▸ Reading passage
Star-Telegram
07/26/06
CAPT. BLAKE RUSSELL
Area soldier remembered as a son, a gentleman
By CHRIS VAUGHN
STAR-TELEGRAM STAFF WRITER
FORT WORTH -- Dawn had just broken over Eagle Mountain Lake on Sunday when Ron Russell was awakened by the doorbell.
As much as he didn't want to open the door to the two Army officers, he did.
Ron remembers the conversation well -- too well.
"The most horrible moment of my life," he said.
Then he and the officers, who had come from Fort Hood, drove to his ex-wife's house to wake her up, too.
Capt. Blake Russell would be escorted home soon, by comrades in the 101st Airborne Division. He had died the day before in Iraq.
His father thought back to a conversation they'd had in May on his son's R&R trip from Iraq.
"He told me he'd thought about Arlington [National Cemetery] but that he had decided he wanted to be buried here if anything happened," Ron said. "I told him that this was no conversation to be having."
His son, who was on his second 12-month tour in Iraq, knew better than his parents the dangers of the country. Capt. Russell, who was 35 and had two children of his own, was killed Saturday by a bomb in Baghdad, the Army said.
He never told his family much, surely by design. His family thought he had been in much greater danger his first tour in Iraq in 2003-04, when he was kicking in doors with the 4th Infantry Division in Al Anbar province. He was stationed near where Saddam Hussein was captured.
Beginning in September, when he started his second tour with Headquarters Company, 1st Battalion, 502nd Infantry Regiment, he served as chief of a small instruction team that worked and lived with Iraqi army troops.
He loved the job because he felt it was a good place to make a difference, his family said. He had grown close to an Iraqi colonel whom he worked most closely with, they said. He was particularly fond of the colonel's son, who was about the same age as his own son.
"He said they were a good group of soldiers, a proud group of soldiers who appreciated what we were doing for their country," said his father, a retired Eastern Airlines pilot.
Blake Russell once dreamed of also getting into the airline business. But after graduating from Boswell High School in 1988, he enlisted in the Navy.
His eyes weren't good enough for him to become a Navy aviator, so he rode on helicopters as an anti-submarine warfare specialist and search-and-rescue swimmer.
When his enlistment ended, he enrolled at Texas A&M University and graduated in 1998 with a degree in marketing. At the university, an Army recruiter persuaded him to switch from Navy white to Army green.
Capt. Russell had it all, his family said: an athletic build (he was a quarterback and shortstop at Boswell High School), good looks, a wife and children to whom he was devoted, and wit (he taught his Longhorn sister's parrot to sing the Aggie War Hymn).

▸ Entries shown
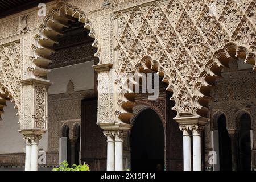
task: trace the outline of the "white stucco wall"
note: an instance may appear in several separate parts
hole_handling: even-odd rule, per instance
[[[47,76],[47,79],[52,82],[49,88],[49,94],[65,93],[69,80],[74,84],[75,91],[93,89],[93,61],[89,61],[51,69]]]
[[[17,110],[14,104],[8,101],[4,107],[2,121],[0,121],[0,154],[22,153],[24,152],[25,140],[18,131],[20,129],[19,117],[16,115]],[[43,135],[39,148],[47,150],[47,134]]]

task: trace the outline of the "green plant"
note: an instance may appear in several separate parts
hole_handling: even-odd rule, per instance
[[[60,163],[60,166],[58,168],[54,168],[52,171],[90,171],[89,165],[85,163],[83,165],[73,164],[72,166],[75,167],[74,168],[68,167],[68,162],[64,160]]]

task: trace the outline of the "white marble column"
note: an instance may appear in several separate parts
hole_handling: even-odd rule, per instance
[[[122,131],[113,133],[115,136],[115,171],[123,171],[123,142],[124,134]]]
[[[31,171],[38,169],[38,143],[42,136],[39,135],[30,137],[31,140]]]
[[[193,134],[193,171],[201,171],[201,131],[202,127],[197,125],[189,127]]]
[[[67,160],[67,151],[68,148],[68,137],[60,138],[60,149],[59,151],[59,164]]]
[[[183,135],[183,169],[191,171],[191,134],[188,126],[179,126]]]
[[[107,137],[107,171],[115,170],[115,143],[114,136],[109,131],[104,131],[104,135]]]
[[[25,171],[30,171],[31,163],[31,140],[29,137],[23,137],[26,140]]]

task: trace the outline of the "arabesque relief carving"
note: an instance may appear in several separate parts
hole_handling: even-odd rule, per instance
[[[157,71],[174,93],[177,117],[207,118],[208,90],[213,84],[208,80],[212,82],[227,65],[224,59],[240,57],[255,69],[255,2],[238,1],[154,1],[117,12],[118,74]],[[121,94],[117,102],[122,101],[132,103]],[[119,118],[129,113],[119,104],[116,109]]]

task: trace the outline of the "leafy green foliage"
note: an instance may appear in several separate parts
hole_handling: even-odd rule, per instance
[[[83,165],[73,164],[73,168],[68,167],[69,166],[67,160],[63,161],[60,163],[60,166],[57,168],[54,168],[52,171],[90,171],[89,165],[84,163]]]

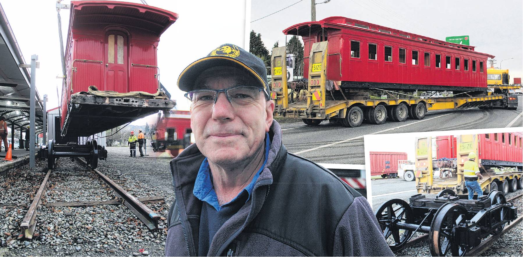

▸ Things to do
**1.** In the article about Capt. Blake Russell, what degree did he earn at Texas A&M University?
**2.** Output the part of the article about Capt. Blake Russell starting with "When his enlistment" and going on through "to Army green.", copied word for word.
The records play no part in this.

▸ Results by task
**1.** A degree in marketing.

**2.**
When his enlistment ended, he enrolled at Texas A&M University and graduated in 1998 with a degree in marketing. At the university, an Army recruiter persuaded him to switch from Navy white to Army green.